● **Dataset content**
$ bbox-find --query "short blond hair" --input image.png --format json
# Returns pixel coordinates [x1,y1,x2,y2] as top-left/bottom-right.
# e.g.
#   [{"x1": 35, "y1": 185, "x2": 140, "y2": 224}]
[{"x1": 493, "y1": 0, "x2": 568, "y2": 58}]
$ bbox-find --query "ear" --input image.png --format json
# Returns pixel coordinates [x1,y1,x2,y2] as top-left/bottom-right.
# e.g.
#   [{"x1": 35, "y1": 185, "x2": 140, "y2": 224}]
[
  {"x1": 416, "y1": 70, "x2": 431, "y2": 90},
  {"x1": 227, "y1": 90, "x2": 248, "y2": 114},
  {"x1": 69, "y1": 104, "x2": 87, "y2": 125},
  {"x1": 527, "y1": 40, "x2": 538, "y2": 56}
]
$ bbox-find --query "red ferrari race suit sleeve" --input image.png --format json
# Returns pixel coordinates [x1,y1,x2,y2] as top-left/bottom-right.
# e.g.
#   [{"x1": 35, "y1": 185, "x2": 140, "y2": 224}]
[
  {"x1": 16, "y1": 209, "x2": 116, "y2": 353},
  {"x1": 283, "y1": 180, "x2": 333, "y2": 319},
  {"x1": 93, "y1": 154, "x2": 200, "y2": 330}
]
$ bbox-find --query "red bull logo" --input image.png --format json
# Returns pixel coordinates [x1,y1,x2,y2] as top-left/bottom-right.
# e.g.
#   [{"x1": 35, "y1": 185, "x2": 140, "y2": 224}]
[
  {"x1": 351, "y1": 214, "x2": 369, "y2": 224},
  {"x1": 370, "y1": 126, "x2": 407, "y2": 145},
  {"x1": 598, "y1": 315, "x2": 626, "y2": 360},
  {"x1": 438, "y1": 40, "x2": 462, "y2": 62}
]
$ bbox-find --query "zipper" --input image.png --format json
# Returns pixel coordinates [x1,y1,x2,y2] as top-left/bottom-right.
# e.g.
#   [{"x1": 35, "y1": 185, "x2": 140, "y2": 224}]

● **Problem statement**
Rewrite all the items above, replacing "image.png" with "input.png" wherever it occurs and leaving every other line untouched.

● **Exercise response**
$ bbox-find --query "short blond hair" --input input.png --format json
# Returns pixel coordinates [x1,y1,x2,y2] as top-left/bottom-right.
# e.g.
#   [{"x1": 35, "y1": 185, "x2": 140, "y2": 224}]
[{"x1": 493, "y1": 0, "x2": 568, "y2": 58}]
$ bbox-find --query "ear" --input input.png --format json
# Returns pixel coordinates [x1,y1,x2,y2] as top-left/bottom-right.
# e.g.
#   [{"x1": 35, "y1": 185, "x2": 140, "y2": 224}]
[
  {"x1": 416, "y1": 70, "x2": 431, "y2": 90},
  {"x1": 227, "y1": 90, "x2": 248, "y2": 114},
  {"x1": 69, "y1": 104, "x2": 87, "y2": 125},
  {"x1": 527, "y1": 40, "x2": 538, "y2": 56}
]
$ bbox-find --query "red ferrari race suit sleeve" --input input.png --format json
# Returns pixel coordinates [x1,y1,x2,y2] as top-left/bottom-right.
# e.g.
#   [{"x1": 35, "y1": 185, "x2": 140, "y2": 224}]
[
  {"x1": 16, "y1": 209, "x2": 116, "y2": 353},
  {"x1": 283, "y1": 180, "x2": 333, "y2": 319},
  {"x1": 93, "y1": 154, "x2": 200, "y2": 330}
]
$ bbox-find --query "red bull logo" --input input.png --format json
# Returns pixel coordinates [x1,y1,x2,y2] as top-left/bottom-right.
# e.g.
#   [{"x1": 35, "y1": 185, "x2": 140, "y2": 224}]
[
  {"x1": 351, "y1": 214, "x2": 369, "y2": 224},
  {"x1": 370, "y1": 126, "x2": 407, "y2": 145},
  {"x1": 598, "y1": 315, "x2": 626, "y2": 360},
  {"x1": 438, "y1": 40, "x2": 462, "y2": 62}
]
$ bbox-find --query "zipper" --input input.png --format json
# Returns pixel coordinates [x1,y1,x2,y2] as top-left/bottom-right.
# e.g.
#   [{"x1": 35, "y1": 185, "x2": 140, "y2": 224}]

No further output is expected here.